With Valentine’s Day approaching, my friends, the Frenzied SLPs, and I thought it was the perfect time to talk about love.
I like to think of myself as professional, but I have a hard time viewing the children I treat as simply my “clients” or “students.” I get attached, and they usually get attached, too. Whether they’re little angels or little devils I usually ended up sincerely loving them. Even more so, I LOVE being an SLP, but over the past 20 years I’ve discovered that sometimes it hurts. Literally!
Does this look familiar?...
I’m betting it does.
When working with 3 years olds (and up!) there’s plenty of pouting and crying. I can ignore it for a while. Everyone is entitled to a little pity party sometimes. Eventually, I go over and console and coax.
Ahhhh that brings me back to this one time.....
I had been working on articulation and social skills with one little guy who happened to have anxiety and Oppositional Defiant Disorder (ODD) for about two years. In the beginning, therapy sessions were mostly disastrous and chock full of defiance and aggression. He regularly trashed my room and lashed out at me. Little Johnny was in a bad place. School in general was not something he was fond of, and his parents were still trying to find the right medications to treat his conditions.
Over time, with lots of medical attention and behavior modification, he improved. We had finally progressed to the point where he could attend a social skills group with a peer. There was a time that any compliant behavior at all seemed like pipe dream, but now he was happier and more agreeable. He was even taking turns and accepting disappointment- which had been a long time problem. I grew to love him. He still had tough days, but instead of aggression, he just did the little-head-in-the-hands or head-buried-in-the-knees and then pull himself together.

- [EXERCISE BRIEF]: Reproduce the part of the Valentine's Day passage that starts with "I’m betting it" and goes on through "this one time.....". The items that come next were taken from a separate source.

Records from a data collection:
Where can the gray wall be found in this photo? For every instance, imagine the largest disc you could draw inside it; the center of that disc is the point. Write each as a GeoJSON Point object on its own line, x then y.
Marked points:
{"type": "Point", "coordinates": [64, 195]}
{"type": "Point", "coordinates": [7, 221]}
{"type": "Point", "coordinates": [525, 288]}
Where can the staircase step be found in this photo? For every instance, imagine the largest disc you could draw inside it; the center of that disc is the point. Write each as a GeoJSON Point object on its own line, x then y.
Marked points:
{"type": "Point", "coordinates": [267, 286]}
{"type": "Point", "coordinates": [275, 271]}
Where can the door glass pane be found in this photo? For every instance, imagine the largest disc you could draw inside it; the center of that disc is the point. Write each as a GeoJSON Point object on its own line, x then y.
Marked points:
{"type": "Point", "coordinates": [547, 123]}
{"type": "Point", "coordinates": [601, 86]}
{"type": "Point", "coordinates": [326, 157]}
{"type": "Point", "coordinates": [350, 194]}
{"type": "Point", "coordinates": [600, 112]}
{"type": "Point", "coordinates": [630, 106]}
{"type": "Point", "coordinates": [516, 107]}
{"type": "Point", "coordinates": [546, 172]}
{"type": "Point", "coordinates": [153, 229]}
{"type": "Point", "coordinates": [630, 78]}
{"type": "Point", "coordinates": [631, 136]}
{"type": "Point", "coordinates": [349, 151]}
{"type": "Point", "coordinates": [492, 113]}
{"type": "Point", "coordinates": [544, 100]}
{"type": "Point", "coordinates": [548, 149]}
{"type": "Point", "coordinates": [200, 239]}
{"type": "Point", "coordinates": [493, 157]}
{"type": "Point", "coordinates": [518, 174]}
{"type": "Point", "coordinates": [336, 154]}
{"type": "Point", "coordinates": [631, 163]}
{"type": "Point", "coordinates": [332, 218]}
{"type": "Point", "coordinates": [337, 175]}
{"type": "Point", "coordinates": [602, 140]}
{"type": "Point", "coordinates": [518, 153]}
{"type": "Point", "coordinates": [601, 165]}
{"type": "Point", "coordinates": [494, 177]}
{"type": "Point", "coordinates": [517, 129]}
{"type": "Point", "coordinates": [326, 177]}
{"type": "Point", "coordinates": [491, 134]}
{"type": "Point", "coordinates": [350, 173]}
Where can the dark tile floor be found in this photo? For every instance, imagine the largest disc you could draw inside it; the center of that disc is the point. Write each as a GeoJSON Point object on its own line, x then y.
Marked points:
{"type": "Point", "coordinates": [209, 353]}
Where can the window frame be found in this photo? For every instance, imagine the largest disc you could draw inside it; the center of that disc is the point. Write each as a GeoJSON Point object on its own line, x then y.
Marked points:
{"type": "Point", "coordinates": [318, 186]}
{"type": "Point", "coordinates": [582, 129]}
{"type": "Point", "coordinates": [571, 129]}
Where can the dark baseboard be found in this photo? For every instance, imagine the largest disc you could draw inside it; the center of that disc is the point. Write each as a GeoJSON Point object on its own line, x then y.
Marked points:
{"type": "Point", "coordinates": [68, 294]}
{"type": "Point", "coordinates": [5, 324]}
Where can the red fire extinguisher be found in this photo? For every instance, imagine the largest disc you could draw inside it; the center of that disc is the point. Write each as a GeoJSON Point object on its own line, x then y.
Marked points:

- [ANSWER BOX]:
I’m betting it does.
When working with 3 years olds (and up!) there’s plenty of pouting and crying. I can ignore it for a while. Everyone is entitled to a little pity party sometimes. Eventually, I go over and console and coax.
Ahhhh that brings me back to this one time.....